MATERIAL TO PROCESS:
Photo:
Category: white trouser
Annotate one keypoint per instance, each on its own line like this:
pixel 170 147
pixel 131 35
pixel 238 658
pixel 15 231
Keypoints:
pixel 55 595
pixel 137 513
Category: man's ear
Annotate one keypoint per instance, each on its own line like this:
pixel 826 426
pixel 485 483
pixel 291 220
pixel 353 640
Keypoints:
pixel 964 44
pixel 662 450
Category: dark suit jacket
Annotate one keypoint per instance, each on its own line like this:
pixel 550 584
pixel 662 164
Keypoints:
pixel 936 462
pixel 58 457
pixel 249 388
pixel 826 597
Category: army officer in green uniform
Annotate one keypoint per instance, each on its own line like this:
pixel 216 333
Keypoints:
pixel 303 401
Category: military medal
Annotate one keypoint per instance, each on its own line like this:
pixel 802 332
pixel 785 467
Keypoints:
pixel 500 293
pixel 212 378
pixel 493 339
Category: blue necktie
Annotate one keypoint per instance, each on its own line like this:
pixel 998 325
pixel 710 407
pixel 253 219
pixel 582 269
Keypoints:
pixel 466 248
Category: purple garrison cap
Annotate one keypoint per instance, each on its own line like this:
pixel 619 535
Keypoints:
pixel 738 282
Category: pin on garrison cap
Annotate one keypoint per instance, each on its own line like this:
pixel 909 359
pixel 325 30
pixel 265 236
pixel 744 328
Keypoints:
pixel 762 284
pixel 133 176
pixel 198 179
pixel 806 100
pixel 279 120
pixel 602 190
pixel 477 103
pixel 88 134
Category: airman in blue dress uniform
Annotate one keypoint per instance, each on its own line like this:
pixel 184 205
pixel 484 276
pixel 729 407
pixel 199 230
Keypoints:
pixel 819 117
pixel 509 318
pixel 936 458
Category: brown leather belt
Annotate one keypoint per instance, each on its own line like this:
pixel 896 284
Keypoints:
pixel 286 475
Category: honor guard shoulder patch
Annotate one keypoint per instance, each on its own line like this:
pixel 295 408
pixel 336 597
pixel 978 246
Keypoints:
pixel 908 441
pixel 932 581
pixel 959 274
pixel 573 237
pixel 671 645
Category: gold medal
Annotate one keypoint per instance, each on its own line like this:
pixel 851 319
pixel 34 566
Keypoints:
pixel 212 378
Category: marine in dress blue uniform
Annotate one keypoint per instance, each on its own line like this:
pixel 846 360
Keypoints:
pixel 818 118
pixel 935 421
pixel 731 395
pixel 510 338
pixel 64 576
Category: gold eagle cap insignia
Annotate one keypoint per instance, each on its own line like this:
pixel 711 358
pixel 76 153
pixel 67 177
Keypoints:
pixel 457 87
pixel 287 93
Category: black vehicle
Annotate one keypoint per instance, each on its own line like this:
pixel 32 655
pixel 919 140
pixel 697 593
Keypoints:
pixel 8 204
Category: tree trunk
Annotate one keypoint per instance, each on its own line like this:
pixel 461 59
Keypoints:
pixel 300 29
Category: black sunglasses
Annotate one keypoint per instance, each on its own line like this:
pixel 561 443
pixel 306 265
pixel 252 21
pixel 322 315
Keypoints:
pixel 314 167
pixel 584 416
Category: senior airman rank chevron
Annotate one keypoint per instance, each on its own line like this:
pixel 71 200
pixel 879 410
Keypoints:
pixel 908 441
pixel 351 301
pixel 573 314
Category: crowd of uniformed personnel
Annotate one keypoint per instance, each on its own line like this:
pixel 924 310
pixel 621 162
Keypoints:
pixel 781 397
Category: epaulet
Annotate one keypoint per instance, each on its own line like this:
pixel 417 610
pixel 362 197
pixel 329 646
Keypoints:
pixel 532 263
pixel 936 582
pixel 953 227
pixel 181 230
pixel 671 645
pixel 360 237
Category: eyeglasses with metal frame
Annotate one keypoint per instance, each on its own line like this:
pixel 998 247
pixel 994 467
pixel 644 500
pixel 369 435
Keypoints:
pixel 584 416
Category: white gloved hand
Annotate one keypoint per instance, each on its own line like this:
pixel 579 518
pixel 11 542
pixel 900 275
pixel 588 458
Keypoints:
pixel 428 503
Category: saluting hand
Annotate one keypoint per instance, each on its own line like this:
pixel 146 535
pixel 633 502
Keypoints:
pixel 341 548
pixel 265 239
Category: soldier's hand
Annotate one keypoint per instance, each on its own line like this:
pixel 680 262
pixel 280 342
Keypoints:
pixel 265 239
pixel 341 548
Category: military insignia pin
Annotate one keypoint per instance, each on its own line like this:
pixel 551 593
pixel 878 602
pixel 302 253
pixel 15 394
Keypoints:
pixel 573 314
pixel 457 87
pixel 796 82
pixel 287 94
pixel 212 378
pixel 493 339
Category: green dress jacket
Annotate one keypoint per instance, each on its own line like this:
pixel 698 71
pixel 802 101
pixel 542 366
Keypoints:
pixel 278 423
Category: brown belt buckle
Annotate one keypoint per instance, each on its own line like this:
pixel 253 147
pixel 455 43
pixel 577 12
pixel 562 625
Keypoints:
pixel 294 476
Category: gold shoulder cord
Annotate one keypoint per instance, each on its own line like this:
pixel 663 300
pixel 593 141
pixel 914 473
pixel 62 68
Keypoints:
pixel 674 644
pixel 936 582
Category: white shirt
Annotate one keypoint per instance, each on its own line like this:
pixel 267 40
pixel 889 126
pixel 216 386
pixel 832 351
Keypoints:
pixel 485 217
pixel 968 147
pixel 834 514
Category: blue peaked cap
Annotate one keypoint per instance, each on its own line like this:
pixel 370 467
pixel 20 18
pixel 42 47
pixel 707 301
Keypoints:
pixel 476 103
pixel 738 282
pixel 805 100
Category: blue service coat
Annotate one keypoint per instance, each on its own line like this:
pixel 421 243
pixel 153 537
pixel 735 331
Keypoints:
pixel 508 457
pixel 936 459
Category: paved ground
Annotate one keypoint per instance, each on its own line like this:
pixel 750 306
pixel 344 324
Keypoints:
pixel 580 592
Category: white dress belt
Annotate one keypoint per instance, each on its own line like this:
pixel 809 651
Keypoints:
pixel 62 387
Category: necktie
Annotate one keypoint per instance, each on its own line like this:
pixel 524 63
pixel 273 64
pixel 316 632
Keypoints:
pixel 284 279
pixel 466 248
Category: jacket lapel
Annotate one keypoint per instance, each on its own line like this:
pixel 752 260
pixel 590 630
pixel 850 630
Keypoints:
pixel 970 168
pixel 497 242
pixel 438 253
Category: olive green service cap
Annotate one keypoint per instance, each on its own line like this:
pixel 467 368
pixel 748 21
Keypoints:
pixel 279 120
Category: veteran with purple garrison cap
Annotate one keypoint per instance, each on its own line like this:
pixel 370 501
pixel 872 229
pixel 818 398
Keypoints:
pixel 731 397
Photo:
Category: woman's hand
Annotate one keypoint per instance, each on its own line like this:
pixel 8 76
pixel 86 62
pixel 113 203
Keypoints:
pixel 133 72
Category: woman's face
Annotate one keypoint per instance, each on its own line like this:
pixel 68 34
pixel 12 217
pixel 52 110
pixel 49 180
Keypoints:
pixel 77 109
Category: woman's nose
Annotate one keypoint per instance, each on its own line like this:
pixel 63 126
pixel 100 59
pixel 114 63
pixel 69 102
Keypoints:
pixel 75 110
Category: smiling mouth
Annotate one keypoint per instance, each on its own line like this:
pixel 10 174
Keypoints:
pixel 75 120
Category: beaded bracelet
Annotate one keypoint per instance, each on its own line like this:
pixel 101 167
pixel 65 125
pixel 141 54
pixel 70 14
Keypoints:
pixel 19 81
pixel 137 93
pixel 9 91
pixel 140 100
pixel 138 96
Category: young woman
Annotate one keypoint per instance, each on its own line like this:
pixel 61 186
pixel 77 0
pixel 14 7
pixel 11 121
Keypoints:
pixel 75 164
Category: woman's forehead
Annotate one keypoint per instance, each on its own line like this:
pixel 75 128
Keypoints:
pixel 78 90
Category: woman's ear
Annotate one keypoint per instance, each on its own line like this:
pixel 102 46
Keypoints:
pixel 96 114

DIRECTIONS FOR THIS TASK: Please update the entries from the line with "Category: gold medal" up to and including the line with "pixel 781 397", changing "black vehicle" to "dark car" and leaving every other part of those lines the same.

OUTPUT FOR THIS EXERCISE:
Category: gold medal
Annotate one keypoint per instance, each on its own line like this:
pixel 851 319
pixel 34 566
Keypoints:
pixel 212 378
Category: marine in dress blue uniform
Annotate one keypoint per instance, each on its own line like this:
pixel 846 360
Keypoints:
pixel 818 118
pixel 935 421
pixel 731 395
pixel 510 338
pixel 64 576
Category: gold eagle cap insignia
Annotate one keypoint per instance, each on its own line like this:
pixel 711 358
pixel 76 153
pixel 67 177
Keypoints:
pixel 457 87
pixel 287 93
Category: dark car
Annotate one keypoint per instance, each on its own line like this:
pixel 32 655
pixel 919 140
pixel 697 593
Keypoints:
pixel 8 204
Category: tree trunk
Annotate one keypoint per instance, each on its own line like this:
pixel 461 59
Keypoints:
pixel 300 29
Category: black sunglasses
Annotate one keypoint per instance, each on its own line like this:
pixel 561 443
pixel 306 265
pixel 252 21
pixel 322 315
Keypoints:
pixel 314 167
pixel 584 416
Category: senior airman rank chevron
Annotate one keypoint per instance, each on its own line like this:
pixel 71 200
pixel 879 410
Keypoints:
pixel 908 441
pixel 351 301
pixel 573 314
Category: crowd of uniformed personnel
Annotate one keypoint per instance, each on its own line like this:
pixel 924 310
pixel 621 162
Keypoints:
pixel 781 397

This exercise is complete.